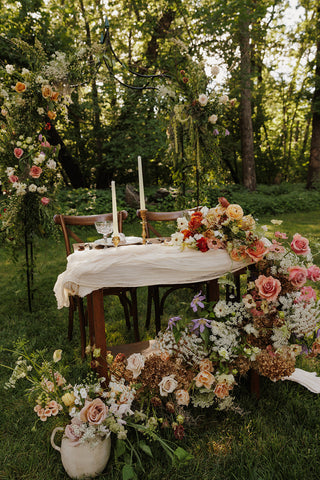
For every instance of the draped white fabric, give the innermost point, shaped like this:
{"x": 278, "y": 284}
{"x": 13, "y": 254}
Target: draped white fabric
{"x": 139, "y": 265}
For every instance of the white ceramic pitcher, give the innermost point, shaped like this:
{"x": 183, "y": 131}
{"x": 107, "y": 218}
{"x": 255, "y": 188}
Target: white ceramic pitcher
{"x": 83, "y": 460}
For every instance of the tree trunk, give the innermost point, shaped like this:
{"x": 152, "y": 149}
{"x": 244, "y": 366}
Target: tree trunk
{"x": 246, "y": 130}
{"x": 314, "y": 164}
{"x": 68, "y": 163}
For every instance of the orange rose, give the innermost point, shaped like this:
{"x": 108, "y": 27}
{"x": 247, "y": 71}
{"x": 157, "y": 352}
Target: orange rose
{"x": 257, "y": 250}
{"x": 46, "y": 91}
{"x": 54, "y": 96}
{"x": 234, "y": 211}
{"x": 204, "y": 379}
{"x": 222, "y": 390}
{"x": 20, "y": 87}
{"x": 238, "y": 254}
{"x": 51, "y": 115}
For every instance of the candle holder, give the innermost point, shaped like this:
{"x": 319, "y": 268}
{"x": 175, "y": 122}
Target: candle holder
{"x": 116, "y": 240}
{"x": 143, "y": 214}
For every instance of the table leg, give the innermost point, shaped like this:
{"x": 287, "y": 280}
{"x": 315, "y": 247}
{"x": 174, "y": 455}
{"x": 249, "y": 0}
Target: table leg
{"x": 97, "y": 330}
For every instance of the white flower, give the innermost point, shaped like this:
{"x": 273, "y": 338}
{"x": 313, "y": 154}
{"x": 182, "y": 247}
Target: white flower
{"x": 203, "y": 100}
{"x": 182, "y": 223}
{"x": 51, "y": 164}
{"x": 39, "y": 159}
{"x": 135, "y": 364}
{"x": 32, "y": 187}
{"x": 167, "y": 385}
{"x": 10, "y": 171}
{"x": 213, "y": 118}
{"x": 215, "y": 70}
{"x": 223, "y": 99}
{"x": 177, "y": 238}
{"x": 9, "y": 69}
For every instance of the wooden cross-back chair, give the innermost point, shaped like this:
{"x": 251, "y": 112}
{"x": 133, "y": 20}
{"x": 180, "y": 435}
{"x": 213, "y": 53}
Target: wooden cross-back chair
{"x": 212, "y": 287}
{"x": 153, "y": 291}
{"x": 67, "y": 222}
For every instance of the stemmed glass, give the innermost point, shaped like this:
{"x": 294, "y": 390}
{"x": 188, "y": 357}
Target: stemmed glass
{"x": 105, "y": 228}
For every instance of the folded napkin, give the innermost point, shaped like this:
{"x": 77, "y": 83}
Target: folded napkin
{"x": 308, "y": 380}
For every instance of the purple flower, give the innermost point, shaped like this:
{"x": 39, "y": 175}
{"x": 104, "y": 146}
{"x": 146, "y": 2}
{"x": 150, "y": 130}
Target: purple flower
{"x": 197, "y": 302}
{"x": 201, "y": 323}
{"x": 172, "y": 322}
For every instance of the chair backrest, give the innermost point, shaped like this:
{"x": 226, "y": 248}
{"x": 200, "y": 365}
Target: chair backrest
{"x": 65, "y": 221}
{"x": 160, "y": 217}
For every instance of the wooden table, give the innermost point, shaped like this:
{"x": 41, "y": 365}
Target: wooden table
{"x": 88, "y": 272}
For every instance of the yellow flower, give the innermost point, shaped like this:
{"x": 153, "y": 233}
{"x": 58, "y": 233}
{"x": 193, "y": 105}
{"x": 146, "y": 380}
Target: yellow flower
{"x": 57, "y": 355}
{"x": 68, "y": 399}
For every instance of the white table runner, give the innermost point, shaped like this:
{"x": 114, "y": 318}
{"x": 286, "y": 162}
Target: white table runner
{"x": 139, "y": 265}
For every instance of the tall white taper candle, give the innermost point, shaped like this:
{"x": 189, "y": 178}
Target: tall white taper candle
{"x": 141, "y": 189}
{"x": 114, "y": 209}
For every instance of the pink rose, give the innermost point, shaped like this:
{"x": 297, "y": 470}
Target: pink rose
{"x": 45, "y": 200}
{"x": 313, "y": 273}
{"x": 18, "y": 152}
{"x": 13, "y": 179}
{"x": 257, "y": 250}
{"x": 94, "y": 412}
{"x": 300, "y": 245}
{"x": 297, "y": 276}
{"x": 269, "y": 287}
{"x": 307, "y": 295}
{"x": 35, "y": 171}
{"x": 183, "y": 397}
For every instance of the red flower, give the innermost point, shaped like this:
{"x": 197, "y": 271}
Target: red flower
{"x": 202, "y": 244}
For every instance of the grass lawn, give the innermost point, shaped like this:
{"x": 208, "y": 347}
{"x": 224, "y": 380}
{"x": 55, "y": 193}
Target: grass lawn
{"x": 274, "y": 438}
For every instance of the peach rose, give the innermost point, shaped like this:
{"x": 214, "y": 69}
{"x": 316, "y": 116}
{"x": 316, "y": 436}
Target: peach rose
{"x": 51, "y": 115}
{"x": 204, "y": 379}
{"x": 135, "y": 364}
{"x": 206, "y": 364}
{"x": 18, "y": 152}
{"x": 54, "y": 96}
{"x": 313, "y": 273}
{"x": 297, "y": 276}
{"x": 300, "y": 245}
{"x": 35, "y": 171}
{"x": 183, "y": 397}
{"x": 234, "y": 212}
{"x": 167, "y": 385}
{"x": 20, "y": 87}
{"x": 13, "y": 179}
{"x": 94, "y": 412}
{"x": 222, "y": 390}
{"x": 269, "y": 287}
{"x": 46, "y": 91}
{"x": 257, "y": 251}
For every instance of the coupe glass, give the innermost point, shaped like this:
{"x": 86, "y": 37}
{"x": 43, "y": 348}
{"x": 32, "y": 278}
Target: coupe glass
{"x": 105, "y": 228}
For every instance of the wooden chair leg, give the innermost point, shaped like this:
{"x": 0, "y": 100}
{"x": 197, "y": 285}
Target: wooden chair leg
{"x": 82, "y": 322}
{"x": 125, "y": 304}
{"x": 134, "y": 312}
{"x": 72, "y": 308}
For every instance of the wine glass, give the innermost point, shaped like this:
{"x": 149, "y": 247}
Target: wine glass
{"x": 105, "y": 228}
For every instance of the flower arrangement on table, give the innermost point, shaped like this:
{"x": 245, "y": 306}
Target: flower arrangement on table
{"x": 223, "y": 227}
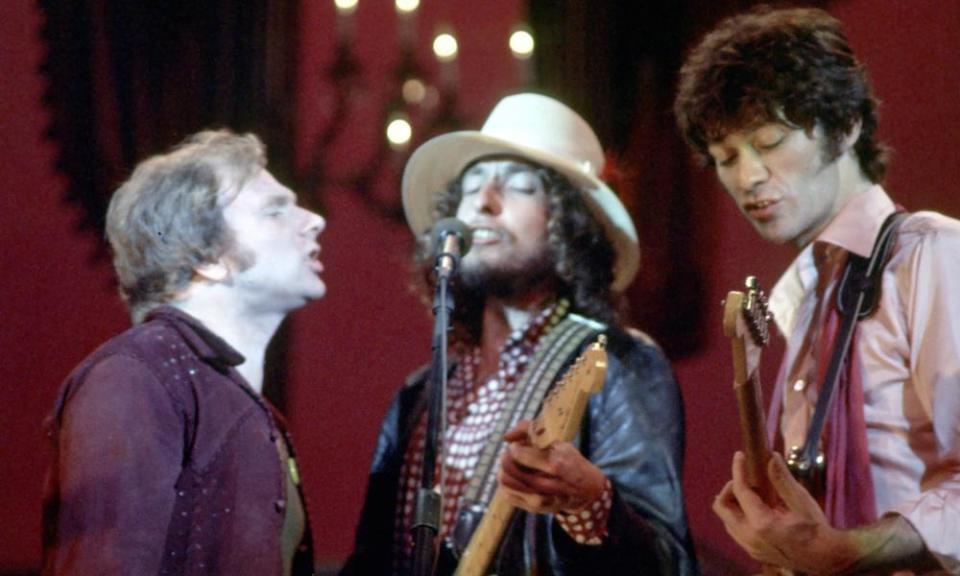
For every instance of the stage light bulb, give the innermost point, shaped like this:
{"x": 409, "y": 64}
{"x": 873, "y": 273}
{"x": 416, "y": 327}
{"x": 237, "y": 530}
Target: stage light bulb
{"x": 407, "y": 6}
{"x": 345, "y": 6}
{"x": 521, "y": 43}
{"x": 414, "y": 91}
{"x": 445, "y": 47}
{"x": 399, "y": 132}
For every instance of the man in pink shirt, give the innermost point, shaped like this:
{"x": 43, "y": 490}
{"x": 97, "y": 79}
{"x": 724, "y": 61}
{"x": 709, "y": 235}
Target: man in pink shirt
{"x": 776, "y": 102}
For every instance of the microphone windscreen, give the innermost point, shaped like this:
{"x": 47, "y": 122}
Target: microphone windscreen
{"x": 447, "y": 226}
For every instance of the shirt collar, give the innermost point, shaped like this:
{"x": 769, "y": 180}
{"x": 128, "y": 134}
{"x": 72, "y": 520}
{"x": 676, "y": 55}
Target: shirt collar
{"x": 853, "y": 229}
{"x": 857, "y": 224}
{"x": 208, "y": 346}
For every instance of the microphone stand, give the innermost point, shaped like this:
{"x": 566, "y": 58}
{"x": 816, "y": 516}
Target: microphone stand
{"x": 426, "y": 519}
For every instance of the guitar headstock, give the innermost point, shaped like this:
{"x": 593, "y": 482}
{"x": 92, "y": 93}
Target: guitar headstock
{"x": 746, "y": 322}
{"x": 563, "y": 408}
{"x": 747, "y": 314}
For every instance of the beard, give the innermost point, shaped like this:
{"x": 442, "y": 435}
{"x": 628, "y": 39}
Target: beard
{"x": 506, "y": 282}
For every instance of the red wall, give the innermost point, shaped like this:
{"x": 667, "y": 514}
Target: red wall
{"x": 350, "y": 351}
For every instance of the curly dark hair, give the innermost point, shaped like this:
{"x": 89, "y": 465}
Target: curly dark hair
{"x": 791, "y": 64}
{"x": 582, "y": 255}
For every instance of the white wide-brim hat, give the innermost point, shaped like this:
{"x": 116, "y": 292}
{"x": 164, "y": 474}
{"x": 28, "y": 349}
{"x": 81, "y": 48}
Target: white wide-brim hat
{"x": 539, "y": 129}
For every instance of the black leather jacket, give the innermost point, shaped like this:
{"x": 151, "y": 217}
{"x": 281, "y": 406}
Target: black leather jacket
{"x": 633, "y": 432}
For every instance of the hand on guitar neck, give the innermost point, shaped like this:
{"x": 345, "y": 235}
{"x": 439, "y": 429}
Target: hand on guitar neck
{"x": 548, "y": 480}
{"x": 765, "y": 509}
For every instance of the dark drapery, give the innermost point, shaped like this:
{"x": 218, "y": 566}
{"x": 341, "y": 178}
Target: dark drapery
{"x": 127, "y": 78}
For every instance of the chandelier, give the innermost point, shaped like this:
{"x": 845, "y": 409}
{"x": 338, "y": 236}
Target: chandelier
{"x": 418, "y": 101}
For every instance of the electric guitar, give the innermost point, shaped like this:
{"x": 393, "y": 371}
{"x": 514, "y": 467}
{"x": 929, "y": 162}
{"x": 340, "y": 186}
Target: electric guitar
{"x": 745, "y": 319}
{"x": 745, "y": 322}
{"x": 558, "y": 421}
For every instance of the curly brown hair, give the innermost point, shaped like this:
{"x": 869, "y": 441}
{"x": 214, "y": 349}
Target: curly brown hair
+++
### DO THIS
Nothing but the lines from the line with "For every instance of the white wide-brim" to the last line of the listing above should appear; please retype them exactly, both ends included.

### ANSWER TO THIS TASK
For every instance of the white wide-brim hat, give the innermost point, shaped like this:
{"x": 116, "y": 292}
{"x": 164, "y": 474}
{"x": 28, "y": 349}
{"x": 81, "y": 48}
Target: white wide-brim hat
{"x": 539, "y": 129}
For every instance of the black leather jacket, give the innermost point, shaped like this:
{"x": 151, "y": 217}
{"x": 281, "y": 406}
Target: black leather jacket
{"x": 633, "y": 432}
For every instance of the hand on guitar neck, give the innermost point, shaped like this:
{"x": 345, "y": 235}
{"x": 439, "y": 429}
Target: hand on guitar neck
{"x": 548, "y": 480}
{"x": 765, "y": 509}
For every instance of the dark drapery, give the innermost point, shaped like this:
{"x": 218, "y": 566}
{"x": 341, "y": 178}
Target: dark drapery
{"x": 127, "y": 78}
For every instance of the chandelier, give the innermost point, shaped like this:
{"x": 845, "y": 409}
{"x": 338, "y": 236}
Target: chandelier
{"x": 418, "y": 101}
For every instance of the electric guitar, give the innermost point, shaped like this:
{"x": 393, "y": 371}
{"x": 514, "y": 467}
{"x": 929, "y": 162}
{"x": 340, "y": 186}
Target: electric guitar
{"x": 745, "y": 319}
{"x": 745, "y": 322}
{"x": 558, "y": 421}
For every instance of the curly brown hair, give the innermost point, shaped like this:
{"x": 869, "y": 441}
{"x": 214, "y": 349}
Target: curly brown hair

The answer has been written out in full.